Segment Start: READING PASSAGE

A £20m package of support for our communities aims to ensure no-one is left behind as Swansea emerges from the pandemic.

From a freeze on the price of school meals and cheap car parking offers to more make-over grants for shop-fronts, a recovery fund being unveiled by Swansea Council’s Cabinet aims to benefit every community in the city.

The move is the biggest-ever package of targeted measures put together to give people in Swansea a helping hand out of the pandemic.

Rob Stewart, Leader of the Council, said: “The council was there for the people of Swansea throughout the pandemic and we will be there as our communities emerge from it.

“During the pandemic we helped keep the elderly, the vulnerable and homeless safe. We shared £130m in grants and rates relief with businesses. We built a hospital that’s a vital hub in Swansea Bay NHS’s vaccination programme which has seen more than 300,000 jabs in arms already.

“Now we’re emerging from the pandemic the council is aiming to put an extra shot in the arm of every community in the city. Every ward will share in a package of support because we want no neighbourhood to be left behind.”

Among the highlights of the package are:

  • School meal prices frozen for the current financial year
  • More than 20 new or upgraded children’s play areas
  • Extra parking promotions for outlying retail areas
  • Free wi-fi in communities
  • Free use of non-3G sports and recreation playing fields for sports groups, charities and fetes.
  • More dog waste bins and extra resources to tackle littering, weeds and overflowing bins
  • More investment in the council’s popular PATCH road repair services
  • Extras resources to tackle blocked drains and flooding in the winter

Also out of the council’s £20m recovery plan will come steps to spruce up community commercial areas in places from Mumbles and Morriston to Clydach and Killay. It’ll mean re-greening communities with more trees, designated planting areas, extra street furniture and removal of tired, broken-down street furniture that can’t be fixed.

In addition to that grants will be made available to tidy-up shop fronts across the city from Bishopston to Bonymaen and Gorseinon to Pontarddulais.

The council will be investigating how it can work with bus companies to provide some free services to families with school-aged children during the summer holidays. Park and Ride passengers will continue to receive discounted use for the next six months and shoppers in the city centre and Mumbles will see reduced parking offers.

Segment End: READING PASSAGE

# [EXERCISE]
Could you continue the article above on Swansea Council's £20m pandemic recovery package, picking up after its last sentence?

Segment Start: INFORMATION SUPPLIED

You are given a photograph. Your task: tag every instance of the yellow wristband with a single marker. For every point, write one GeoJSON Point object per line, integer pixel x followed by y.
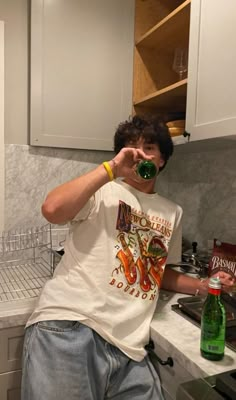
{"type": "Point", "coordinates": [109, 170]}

Segment End: INFORMATION SUPPLIED
Segment Start: INFORMATION SUPPLIED

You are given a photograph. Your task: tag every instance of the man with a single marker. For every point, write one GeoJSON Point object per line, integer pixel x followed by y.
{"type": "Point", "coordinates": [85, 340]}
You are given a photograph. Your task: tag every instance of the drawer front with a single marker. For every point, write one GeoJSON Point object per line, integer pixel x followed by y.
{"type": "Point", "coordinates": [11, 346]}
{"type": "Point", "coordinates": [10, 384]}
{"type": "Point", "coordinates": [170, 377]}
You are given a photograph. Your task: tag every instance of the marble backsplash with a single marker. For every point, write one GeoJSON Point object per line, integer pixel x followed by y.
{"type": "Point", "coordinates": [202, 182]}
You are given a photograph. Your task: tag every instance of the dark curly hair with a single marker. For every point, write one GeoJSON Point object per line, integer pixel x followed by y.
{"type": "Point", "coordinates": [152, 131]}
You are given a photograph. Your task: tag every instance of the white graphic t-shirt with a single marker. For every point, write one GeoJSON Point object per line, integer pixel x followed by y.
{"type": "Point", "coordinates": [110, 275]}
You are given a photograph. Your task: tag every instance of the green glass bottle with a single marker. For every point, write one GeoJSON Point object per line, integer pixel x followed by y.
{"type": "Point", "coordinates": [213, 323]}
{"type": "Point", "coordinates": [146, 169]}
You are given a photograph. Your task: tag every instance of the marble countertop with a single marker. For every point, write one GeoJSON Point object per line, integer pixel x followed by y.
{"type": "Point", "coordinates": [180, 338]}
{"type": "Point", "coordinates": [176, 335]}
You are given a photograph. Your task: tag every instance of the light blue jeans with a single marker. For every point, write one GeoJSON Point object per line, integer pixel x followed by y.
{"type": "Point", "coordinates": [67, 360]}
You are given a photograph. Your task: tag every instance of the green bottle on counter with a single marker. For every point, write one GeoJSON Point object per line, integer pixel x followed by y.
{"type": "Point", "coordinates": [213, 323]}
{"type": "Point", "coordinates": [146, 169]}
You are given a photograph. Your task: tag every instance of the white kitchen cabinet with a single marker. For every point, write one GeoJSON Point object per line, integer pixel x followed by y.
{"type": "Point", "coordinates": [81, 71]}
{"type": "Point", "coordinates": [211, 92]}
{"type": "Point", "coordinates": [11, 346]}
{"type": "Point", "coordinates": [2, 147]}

Segment End: INFORMATION SUPPLIED

# [EXPECTED ANSWER]
The council is also putting together rapid response littering team to deal with surges in littering and overflowing bins. Unsightly litter trapped in hedgerows and roadside verges will also be tackled.

Traders at Swansea Market will get more rent relief on top of £1.3m in support they’ve already had to help secure their futures. That’s on the back of council investment in new toilets and a new meeting area at the award-winning venue.

Cllr Stewart said: “Thanks to the incredible work of the NHS in the vaccination programme there is real optimism for the future. Lockdown measures are being eased, businesses have been re-opening. We are, at last, able to meet friends and family indoors, visit the gym and go for a swim.

“We all have to remember the virus is still with us and we still have to follow the rules which remain. But now is the time to launch the recovery and the council wants to help our communities lead the way.

He said: “No community should feel left behind. In Pontarddulais, for example, shops will be offered grants to improve their frontages and the children’s play area will be upgraded. In Gorseinon we’ll be greening the High Street further with new planters.

“In Bishopston shopfronts will get the chance for face-lift grants and improvements to the bump track. In Bonymaen we’re looking at much-needed traffic calming measures and other road improvements.

“Shops in Sketty, Mynyddbach, Penclawdd and Dunvant as well as many other locations around the city will also have access to shop-front improvement grants.”

Cllr Stewart said: “The past year has seen unprecedented challenges and unprecedented change. It has been hard for many families and communities.